Start of Excerpt to read

Shining new light on drug design: photoactivated chemotherapy

About 11M cases of cancer are diagnosed each year and there is a pressing need for new anticancer drugs. The world’s leading anticancer drugs are platinum-based compounds such as cisplatin. These types of platinum compounds are not targeted to cancer cells and also kill healthy cells. This can result in severe side-effects and the development of resistance, so that some patients stop responding to treatment. Methods for increasing the selective activation of platinum drugs at the site of the tumour are envisaged which address these problems. We have developed new platinum-based drugs which are non-toxic in the dark, but become highly toxic when activated by light. By shining light only on the area of cancerous tissue, we can target the activation of the drug to just the selected area.
It is vital that we carry out more studies into how these drugs kill cancer cells, which will involve laboratory work and experiments to investigate if they can shrink/treat cancers. We hope that the wavelengths of light for activating these compounds make them suitable for treating surface cancers and that slight changes to the drugs will allow treatment of a wider range of cancers.

With around 25 million people living with a diagnosis of cancer, new anti-cancer therapies are urgently needed. If cancer is to become a manageable disease, then these new therapies need to ensure as few side-effects as possible, and bypass the resistance mechanisms commonly seen with current treatments. In addition, treatments that could be repeated as often as required (unlike current chemotherapy or radiotherapy) would be very useful. Platinum (Pt) drugs are amongst the most successful and commonly prescribed class of anti-cancer agents (44% of 2004 market). Cisplatin and its related prodrug carboplatin have a broad spectra of anti-tumour activity. However, their use is curtailed by the serious dose-limiting side effects that are often responsible for treatment failure. These include extreme nausea and vomiting, ototoxicity and nephrotoxicity. Additionally many tumours have intrinsic or develop acquired resistance to these drugs. The side-effects of Pt drugs could be avoided if a selective activation of a Pt-prodrug could be made to take place only in the tumour tissue. Thus we have developed a series of photolabile Pt(IV) complexes that show equal or greater cytotoxicity than cisplatin tested under identical conditions in cultured tumour cells, but only when they are irradiated with UVA or blue visible light. They are relatively non-toxic in the dark. These photolabile complexes appear to kill the cells by a distinct mechanism and are not simply acting as prodrugs of cisplatin or transplatin. Moreover, they may not require oxygen (O2) for their mechanism of action, thus removing one of the limitations of current, conventional light-activated therapies. Our challenge is to develop Pt-complexes that are selectively taken up by tumour cells, and for which the wavelength of activation can be controlled, making them useful for the treatment of thin walled organs as well as thicker tumours. We also wish to demonstrate antitumour activity without an O2-dependent mechanism. Finally, we want to develop novel methods of light delivery that will optimise the therapeutic benefit of these light-activated Pt prodrugs. Thus the light-activated Pt prodrugs should combine the potent cytotoxic properties of Pt-based drugs, but with the targeting of photodynamic therapy. Success with this project will ultimately lead to more effective and less toxic therapeutics for cancer chemotherapy.

End of Excerpt to read

Assigned task: From the text on light-activated platinum cancer drugs, quote verbatim the stretch whose opening words include "Shining new light" and which closes with "the selected area.".

Start of Data for review

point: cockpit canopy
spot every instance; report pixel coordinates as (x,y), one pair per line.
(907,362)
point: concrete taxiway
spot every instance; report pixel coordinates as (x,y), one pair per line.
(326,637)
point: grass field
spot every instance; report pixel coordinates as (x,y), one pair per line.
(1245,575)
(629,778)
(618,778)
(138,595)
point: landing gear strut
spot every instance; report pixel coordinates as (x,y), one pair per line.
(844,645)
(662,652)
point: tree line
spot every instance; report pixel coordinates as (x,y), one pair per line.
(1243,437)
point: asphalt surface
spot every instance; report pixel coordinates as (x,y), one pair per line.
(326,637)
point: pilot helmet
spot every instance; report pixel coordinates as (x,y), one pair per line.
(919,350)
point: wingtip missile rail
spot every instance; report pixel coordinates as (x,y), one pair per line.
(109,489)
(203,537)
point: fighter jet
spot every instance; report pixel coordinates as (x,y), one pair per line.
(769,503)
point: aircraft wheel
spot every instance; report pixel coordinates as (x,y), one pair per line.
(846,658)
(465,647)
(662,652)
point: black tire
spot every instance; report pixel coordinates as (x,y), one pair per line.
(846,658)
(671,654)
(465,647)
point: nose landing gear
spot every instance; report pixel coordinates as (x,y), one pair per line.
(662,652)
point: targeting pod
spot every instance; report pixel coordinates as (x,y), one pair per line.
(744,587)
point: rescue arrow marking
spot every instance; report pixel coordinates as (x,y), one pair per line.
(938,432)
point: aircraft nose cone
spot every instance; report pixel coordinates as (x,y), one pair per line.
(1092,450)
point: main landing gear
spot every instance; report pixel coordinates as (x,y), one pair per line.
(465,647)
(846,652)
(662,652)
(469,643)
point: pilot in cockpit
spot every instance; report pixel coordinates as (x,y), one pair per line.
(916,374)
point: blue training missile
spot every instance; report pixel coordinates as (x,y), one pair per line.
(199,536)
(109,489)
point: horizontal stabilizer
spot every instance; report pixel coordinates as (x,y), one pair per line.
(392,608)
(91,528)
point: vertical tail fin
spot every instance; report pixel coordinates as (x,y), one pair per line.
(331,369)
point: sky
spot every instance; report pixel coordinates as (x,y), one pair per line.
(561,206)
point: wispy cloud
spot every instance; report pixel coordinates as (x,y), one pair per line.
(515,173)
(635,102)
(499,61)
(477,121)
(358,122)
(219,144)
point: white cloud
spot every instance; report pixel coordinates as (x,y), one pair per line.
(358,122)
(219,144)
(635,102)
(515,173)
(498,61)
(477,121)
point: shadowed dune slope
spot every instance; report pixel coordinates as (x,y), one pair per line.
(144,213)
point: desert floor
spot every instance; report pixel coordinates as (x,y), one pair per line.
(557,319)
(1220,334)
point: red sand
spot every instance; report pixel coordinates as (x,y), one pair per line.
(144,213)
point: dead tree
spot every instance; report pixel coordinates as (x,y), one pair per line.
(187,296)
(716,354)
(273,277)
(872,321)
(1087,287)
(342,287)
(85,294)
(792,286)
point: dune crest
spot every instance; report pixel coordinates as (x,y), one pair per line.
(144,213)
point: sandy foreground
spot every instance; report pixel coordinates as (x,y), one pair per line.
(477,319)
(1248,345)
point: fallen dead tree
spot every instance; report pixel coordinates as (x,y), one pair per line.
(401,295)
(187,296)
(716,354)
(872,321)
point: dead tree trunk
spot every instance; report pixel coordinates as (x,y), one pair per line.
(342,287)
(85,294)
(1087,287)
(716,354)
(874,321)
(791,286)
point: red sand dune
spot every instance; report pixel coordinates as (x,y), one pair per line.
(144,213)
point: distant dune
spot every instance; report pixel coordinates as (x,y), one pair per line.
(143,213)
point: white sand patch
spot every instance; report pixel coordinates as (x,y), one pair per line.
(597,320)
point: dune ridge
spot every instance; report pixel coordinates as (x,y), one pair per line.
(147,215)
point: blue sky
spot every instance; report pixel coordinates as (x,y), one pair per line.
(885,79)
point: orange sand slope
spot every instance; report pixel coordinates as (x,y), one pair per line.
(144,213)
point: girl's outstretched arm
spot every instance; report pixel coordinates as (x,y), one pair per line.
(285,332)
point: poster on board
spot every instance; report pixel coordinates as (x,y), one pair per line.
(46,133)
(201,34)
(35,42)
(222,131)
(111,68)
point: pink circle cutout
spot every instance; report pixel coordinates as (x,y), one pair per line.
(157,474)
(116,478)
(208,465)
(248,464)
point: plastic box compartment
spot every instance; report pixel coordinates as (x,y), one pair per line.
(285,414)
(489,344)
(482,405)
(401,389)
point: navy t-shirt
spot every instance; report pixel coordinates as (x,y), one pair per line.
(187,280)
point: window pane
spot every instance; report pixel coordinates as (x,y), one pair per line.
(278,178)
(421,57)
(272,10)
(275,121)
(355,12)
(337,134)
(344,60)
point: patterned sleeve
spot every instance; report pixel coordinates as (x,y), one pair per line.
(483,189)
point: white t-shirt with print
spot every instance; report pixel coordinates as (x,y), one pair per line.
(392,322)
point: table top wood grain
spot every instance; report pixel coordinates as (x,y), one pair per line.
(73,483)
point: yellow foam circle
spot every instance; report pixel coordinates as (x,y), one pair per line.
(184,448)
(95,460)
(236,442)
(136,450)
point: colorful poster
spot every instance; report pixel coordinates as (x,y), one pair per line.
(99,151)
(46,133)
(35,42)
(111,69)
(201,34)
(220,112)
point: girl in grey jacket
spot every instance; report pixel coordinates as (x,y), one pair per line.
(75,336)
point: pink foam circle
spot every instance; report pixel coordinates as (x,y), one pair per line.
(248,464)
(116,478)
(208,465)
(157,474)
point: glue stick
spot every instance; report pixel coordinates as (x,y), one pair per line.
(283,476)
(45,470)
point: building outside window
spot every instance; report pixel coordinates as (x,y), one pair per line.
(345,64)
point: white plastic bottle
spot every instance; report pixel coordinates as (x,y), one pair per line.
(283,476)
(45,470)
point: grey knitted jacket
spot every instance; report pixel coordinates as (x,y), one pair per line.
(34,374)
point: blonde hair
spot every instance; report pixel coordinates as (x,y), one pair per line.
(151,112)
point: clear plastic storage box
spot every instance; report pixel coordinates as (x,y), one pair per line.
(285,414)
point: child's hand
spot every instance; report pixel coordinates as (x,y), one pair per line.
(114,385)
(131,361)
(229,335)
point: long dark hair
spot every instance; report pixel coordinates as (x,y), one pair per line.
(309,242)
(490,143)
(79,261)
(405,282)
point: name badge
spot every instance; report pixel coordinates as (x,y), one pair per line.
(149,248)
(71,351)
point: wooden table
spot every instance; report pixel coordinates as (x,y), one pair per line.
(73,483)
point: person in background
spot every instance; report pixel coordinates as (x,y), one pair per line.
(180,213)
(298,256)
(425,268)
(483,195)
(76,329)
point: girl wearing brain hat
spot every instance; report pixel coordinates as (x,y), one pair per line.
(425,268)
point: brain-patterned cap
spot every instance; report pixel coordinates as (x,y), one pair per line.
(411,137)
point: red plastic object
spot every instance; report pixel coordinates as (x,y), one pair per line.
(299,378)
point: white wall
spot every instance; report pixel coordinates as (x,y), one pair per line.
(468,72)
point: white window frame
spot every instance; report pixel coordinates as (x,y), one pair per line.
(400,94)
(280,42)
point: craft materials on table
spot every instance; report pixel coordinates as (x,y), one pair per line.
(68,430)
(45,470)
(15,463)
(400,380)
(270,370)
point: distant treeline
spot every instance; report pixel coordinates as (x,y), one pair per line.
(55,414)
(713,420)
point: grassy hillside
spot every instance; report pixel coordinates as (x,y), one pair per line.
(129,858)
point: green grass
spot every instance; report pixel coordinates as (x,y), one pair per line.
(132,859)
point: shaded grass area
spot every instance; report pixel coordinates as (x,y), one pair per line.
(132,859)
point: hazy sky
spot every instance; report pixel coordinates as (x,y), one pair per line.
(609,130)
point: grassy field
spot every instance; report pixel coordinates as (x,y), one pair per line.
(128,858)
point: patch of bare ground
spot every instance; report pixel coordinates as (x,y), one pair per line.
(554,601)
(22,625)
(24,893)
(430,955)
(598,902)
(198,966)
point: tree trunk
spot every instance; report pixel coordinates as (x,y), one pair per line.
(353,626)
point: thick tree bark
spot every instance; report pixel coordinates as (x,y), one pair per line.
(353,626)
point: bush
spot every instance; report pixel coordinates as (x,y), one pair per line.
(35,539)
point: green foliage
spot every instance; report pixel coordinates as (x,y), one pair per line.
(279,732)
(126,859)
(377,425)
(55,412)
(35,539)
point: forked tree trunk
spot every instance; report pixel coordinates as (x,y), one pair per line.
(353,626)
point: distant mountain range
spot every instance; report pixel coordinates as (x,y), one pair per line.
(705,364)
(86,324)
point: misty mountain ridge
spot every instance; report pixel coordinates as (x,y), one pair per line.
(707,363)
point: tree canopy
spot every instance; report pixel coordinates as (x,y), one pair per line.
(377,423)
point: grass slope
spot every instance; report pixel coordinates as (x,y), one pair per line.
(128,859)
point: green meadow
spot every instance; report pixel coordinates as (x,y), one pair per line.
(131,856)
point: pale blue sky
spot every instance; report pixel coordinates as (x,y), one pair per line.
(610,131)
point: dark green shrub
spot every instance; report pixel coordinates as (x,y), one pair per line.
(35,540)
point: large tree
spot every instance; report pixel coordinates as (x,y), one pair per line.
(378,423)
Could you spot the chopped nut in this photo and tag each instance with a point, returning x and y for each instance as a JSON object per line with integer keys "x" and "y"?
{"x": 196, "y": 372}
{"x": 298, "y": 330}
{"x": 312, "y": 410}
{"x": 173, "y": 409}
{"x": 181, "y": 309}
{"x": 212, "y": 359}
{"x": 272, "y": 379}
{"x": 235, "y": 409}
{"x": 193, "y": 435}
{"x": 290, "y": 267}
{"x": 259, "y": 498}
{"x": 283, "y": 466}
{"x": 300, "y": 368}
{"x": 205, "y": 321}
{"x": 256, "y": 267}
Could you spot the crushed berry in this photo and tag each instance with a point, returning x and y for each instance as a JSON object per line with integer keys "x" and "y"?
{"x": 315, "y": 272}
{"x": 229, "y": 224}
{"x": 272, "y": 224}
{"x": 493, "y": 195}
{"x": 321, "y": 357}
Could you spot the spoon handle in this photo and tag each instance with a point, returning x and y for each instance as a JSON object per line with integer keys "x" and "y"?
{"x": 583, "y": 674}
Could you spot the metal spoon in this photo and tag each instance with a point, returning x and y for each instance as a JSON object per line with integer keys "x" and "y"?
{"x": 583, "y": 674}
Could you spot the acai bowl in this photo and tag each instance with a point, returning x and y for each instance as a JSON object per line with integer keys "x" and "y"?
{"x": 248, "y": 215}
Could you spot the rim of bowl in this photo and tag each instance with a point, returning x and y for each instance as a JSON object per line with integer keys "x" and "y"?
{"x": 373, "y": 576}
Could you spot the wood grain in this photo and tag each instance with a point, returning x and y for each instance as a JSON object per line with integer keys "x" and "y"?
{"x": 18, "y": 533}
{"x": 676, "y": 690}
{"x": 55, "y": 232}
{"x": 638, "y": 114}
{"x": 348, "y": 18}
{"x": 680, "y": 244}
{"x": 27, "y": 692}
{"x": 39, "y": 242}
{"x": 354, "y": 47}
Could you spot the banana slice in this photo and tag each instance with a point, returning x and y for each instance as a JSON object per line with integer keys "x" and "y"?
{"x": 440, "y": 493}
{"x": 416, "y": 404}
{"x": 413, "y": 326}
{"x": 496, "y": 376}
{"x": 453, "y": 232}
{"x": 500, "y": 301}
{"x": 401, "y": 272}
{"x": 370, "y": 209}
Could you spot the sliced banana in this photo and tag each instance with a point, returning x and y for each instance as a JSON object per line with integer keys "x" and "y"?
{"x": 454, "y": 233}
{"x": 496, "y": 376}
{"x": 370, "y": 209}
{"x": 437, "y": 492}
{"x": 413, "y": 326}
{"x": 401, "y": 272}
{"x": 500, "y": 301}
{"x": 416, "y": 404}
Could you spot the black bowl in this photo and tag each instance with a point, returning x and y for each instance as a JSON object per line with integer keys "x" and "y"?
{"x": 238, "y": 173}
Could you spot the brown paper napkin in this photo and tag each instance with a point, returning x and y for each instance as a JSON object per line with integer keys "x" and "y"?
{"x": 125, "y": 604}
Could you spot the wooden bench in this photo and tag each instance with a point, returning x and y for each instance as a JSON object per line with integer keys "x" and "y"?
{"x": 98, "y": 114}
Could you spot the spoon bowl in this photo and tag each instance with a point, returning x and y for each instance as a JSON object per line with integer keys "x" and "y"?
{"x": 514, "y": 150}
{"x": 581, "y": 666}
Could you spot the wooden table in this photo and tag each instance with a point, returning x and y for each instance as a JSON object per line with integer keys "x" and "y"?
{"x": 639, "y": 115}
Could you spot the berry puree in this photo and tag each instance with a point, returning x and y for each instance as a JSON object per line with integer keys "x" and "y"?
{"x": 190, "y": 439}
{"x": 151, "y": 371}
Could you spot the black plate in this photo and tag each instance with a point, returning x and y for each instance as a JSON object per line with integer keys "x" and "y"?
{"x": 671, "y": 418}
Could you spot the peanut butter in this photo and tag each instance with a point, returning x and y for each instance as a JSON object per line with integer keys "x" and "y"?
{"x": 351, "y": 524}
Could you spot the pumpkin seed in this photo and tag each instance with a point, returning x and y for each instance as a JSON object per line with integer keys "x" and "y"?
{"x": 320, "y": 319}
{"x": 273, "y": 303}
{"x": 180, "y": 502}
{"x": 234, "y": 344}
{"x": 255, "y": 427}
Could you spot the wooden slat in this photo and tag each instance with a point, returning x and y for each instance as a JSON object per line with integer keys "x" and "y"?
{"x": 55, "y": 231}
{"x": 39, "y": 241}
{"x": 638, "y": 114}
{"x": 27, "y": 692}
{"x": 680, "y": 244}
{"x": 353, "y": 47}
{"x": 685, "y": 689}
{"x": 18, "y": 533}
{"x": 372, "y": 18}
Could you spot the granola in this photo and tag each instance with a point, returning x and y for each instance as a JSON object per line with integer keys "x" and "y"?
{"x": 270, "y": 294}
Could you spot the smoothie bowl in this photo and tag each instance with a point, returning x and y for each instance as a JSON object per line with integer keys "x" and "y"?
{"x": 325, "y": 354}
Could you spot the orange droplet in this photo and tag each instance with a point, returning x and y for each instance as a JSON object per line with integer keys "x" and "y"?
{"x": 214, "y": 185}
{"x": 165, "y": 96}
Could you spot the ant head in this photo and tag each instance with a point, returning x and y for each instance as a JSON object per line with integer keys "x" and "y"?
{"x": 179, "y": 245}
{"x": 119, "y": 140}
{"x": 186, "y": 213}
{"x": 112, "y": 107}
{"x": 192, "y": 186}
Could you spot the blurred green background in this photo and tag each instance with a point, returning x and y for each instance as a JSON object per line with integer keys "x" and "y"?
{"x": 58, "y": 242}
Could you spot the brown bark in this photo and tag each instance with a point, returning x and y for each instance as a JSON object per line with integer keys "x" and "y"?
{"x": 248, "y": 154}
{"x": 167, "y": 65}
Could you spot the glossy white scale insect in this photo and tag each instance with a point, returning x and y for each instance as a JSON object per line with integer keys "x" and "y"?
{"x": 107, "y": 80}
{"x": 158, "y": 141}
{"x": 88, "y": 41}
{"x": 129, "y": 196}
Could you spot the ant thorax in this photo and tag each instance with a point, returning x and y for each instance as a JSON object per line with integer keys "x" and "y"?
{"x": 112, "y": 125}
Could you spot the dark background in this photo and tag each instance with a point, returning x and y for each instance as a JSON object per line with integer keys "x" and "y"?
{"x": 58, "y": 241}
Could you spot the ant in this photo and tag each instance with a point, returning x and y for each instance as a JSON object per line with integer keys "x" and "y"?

End of Data for review

Exercise result:
Shining new light on drug design: photoactivated chemotherapy

About 11M cases of cancer are diagnosed each year and there is a pressing need for new anticancer drugs. The world’s leading anticancer drugs are platinum-based compounds such as cisplatin. These types of platinum compounds are not targeted to cancer cells and also kill healthy cells. This can result in severe side-effects and the development of resistance, so that some patients stop responding to treatment. Methods for increasing the selective activation of platinum drugs at the site of the tumour are envisaged which address these problems. We have developed new platinum-based drugs which are non-toxic in the dark, but become highly toxic when activated by light. By shining light only on the area of cancerous tissue, we can target the activation of the drug to just the selected area.